[Start]

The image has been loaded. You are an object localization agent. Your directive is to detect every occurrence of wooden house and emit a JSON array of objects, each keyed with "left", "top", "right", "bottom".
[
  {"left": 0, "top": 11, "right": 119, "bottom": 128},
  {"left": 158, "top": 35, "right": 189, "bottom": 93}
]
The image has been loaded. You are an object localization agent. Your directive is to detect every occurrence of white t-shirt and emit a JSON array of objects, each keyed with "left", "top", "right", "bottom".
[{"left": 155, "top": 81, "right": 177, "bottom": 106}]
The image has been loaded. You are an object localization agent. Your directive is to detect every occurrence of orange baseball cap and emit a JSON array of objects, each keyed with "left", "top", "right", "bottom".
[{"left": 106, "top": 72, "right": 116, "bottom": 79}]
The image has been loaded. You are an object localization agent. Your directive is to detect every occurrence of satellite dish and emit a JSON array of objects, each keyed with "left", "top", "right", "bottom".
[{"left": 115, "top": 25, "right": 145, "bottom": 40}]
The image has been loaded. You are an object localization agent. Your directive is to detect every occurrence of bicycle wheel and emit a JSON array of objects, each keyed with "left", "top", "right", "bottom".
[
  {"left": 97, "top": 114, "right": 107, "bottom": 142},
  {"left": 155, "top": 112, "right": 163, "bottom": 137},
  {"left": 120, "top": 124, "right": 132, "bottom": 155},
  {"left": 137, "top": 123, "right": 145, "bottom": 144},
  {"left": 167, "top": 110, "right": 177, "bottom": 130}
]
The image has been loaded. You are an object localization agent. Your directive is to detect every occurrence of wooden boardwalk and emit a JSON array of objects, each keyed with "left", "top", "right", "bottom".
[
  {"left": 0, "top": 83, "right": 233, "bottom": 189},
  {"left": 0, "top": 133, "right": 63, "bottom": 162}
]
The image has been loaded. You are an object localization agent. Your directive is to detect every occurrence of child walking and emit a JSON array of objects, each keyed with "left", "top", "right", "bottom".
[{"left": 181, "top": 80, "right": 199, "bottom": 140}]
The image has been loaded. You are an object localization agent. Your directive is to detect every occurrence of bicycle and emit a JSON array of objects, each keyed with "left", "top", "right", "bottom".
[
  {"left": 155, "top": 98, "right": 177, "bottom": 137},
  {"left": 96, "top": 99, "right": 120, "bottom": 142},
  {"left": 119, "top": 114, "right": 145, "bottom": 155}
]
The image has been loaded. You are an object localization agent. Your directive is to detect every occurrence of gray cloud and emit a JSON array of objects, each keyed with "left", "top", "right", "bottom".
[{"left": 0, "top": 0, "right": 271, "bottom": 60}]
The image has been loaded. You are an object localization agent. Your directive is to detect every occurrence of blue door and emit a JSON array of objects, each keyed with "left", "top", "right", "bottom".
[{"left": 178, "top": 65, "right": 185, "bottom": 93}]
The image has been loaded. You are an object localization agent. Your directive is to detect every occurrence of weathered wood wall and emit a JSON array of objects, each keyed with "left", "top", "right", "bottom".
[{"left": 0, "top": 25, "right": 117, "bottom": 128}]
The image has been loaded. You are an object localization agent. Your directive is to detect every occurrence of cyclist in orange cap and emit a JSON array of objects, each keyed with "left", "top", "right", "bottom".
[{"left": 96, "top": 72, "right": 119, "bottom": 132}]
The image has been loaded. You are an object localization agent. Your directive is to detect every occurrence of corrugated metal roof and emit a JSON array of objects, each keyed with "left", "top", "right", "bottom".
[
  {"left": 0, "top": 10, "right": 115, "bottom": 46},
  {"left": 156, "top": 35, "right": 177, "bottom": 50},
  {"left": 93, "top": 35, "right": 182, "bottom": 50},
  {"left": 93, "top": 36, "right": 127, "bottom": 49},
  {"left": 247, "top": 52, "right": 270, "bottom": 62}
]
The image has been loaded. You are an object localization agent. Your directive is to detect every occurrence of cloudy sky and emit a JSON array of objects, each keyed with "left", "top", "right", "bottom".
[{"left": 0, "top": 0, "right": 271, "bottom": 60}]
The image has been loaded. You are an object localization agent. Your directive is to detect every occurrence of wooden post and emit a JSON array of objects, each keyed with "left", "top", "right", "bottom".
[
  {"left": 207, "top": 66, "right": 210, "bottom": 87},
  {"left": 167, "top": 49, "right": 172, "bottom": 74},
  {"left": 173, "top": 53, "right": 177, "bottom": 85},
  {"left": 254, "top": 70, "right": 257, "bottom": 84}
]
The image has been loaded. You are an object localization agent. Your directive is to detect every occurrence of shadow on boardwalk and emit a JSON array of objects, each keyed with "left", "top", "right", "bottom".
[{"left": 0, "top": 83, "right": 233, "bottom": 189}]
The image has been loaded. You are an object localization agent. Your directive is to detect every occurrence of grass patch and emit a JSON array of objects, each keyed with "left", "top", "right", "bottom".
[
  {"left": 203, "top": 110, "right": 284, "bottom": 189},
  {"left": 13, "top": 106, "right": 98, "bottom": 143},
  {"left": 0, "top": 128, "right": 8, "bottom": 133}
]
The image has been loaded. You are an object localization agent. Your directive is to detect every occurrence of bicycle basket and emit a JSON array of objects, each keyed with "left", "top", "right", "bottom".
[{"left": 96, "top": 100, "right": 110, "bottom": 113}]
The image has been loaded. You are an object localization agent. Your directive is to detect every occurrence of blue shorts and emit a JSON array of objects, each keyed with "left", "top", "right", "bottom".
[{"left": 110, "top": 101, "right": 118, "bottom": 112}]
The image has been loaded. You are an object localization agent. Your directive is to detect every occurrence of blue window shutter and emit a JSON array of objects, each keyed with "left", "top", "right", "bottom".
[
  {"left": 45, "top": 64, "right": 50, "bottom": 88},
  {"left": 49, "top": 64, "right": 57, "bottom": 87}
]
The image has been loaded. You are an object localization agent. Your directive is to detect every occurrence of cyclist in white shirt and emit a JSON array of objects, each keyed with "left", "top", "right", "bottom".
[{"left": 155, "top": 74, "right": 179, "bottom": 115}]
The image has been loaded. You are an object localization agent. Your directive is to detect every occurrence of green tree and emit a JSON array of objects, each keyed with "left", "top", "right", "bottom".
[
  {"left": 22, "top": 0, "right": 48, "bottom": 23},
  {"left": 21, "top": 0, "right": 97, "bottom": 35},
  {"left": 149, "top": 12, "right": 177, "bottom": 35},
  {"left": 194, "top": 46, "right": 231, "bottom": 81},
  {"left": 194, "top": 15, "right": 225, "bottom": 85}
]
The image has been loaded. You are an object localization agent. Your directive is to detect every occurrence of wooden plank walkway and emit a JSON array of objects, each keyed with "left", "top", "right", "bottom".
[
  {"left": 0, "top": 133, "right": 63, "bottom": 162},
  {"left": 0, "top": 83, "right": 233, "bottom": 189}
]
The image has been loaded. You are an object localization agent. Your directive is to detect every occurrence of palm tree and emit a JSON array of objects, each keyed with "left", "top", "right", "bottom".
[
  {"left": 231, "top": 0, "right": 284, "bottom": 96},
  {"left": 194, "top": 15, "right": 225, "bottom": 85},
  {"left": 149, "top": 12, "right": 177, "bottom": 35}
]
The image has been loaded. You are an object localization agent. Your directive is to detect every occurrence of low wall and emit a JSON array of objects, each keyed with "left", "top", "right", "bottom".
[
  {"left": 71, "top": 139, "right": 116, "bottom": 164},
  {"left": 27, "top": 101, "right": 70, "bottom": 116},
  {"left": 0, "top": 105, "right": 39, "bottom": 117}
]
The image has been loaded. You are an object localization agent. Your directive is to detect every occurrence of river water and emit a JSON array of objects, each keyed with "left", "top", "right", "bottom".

[End]

- **AIM OF THE TASK**:
Gather every line of the data above that contains the string "patch". The match is case-sensitive.

- **TASK RESULT**:
The image has been loaded. You are an object localization agent. Your directive is to detect every occurrence of grass patch and emit a JSON array of objects, each keyed with "left", "top", "right", "bottom".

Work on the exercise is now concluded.